### 现有记录 ###

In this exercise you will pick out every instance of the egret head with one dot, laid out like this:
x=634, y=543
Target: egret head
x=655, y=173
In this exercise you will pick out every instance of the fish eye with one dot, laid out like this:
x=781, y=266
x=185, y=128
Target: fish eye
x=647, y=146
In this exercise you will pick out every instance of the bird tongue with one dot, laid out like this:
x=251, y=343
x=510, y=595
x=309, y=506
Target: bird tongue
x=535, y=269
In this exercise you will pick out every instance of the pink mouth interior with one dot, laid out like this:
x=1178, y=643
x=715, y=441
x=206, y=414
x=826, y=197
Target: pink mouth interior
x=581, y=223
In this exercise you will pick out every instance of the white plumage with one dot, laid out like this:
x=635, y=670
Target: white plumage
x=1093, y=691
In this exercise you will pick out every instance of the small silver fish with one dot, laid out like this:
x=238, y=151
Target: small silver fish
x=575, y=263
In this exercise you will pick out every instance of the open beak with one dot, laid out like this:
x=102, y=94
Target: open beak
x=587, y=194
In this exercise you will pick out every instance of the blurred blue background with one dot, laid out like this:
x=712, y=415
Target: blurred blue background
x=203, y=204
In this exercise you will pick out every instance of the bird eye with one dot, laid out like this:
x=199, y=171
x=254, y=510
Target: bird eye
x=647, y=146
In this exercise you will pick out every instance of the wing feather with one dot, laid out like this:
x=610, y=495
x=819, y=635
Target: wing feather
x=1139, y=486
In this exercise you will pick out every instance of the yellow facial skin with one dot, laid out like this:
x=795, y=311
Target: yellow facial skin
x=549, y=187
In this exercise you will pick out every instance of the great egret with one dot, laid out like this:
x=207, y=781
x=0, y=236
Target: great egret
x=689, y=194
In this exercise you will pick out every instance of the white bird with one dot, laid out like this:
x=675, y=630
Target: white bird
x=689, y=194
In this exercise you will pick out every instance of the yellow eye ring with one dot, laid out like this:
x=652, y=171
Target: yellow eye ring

###

把上面整个列表的各行放入一个 JSON 字符串列表，每行对应一个字符串，空行不计。

[
  "In this exercise you will pick out every instance of the egret head with one dot, laid out like this:",
  "x=634, y=543",
  "Target: egret head",
  "x=655, y=173",
  "In this exercise you will pick out every instance of the fish eye with one dot, laid out like this:",
  "x=781, y=266",
  "x=185, y=128",
  "Target: fish eye",
  "x=647, y=146",
  "In this exercise you will pick out every instance of the bird tongue with one dot, laid out like this:",
  "x=251, y=343",
  "x=510, y=595",
  "x=309, y=506",
  "Target: bird tongue",
  "x=535, y=269",
  "In this exercise you will pick out every instance of the pink mouth interior with one dot, laid out like this:",
  "x=1178, y=643",
  "x=715, y=441",
  "x=206, y=414",
  "x=826, y=197",
  "Target: pink mouth interior",
  "x=581, y=223",
  "In this exercise you will pick out every instance of the white plumage with one dot, laid out like this:",
  "x=635, y=670",
  "Target: white plumage",
  "x=1093, y=691",
  "In this exercise you will pick out every instance of the small silver fish with one dot, laid out like this:",
  "x=238, y=151",
  "Target: small silver fish",
  "x=575, y=263",
  "In this exercise you will pick out every instance of the open beak with one dot, laid out like this:",
  "x=102, y=94",
  "Target: open beak",
  "x=587, y=194",
  "In this exercise you will pick out every instance of the blurred blue background with one dot, laid out like this:",
  "x=712, y=415",
  "Target: blurred blue background",
  "x=203, y=204",
  "In this exercise you will pick out every instance of the bird eye with one dot, laid out like this:",
  "x=199, y=171",
  "x=254, y=510",
  "Target: bird eye",
  "x=647, y=146",
  "In this exercise you will pick out every instance of the wing feather with one dot, laid out like this:",
  "x=610, y=495",
  "x=819, y=635",
  "Target: wing feather",
  "x=1139, y=486",
  "In this exercise you will pick out every instance of the yellow facial skin with one dot, laid out like this:",
  "x=795, y=311",
  "Target: yellow facial skin",
  "x=549, y=187",
  "In this exercise you will pick out every instance of the great egret with one dot, laid out like this:",
  "x=207, y=781",
  "x=0, y=236",
  "Target: great egret",
  "x=689, y=194",
  "In this exercise you will pick out every instance of the white bird with one dot, laid out like this:",
  "x=675, y=630",
  "Target: white bird",
  "x=689, y=194",
  "In this exercise you will pick out every instance of the yellow eye ring with one dot, laid out like this:",
  "x=652, y=171",
  "Target: yellow eye ring"
]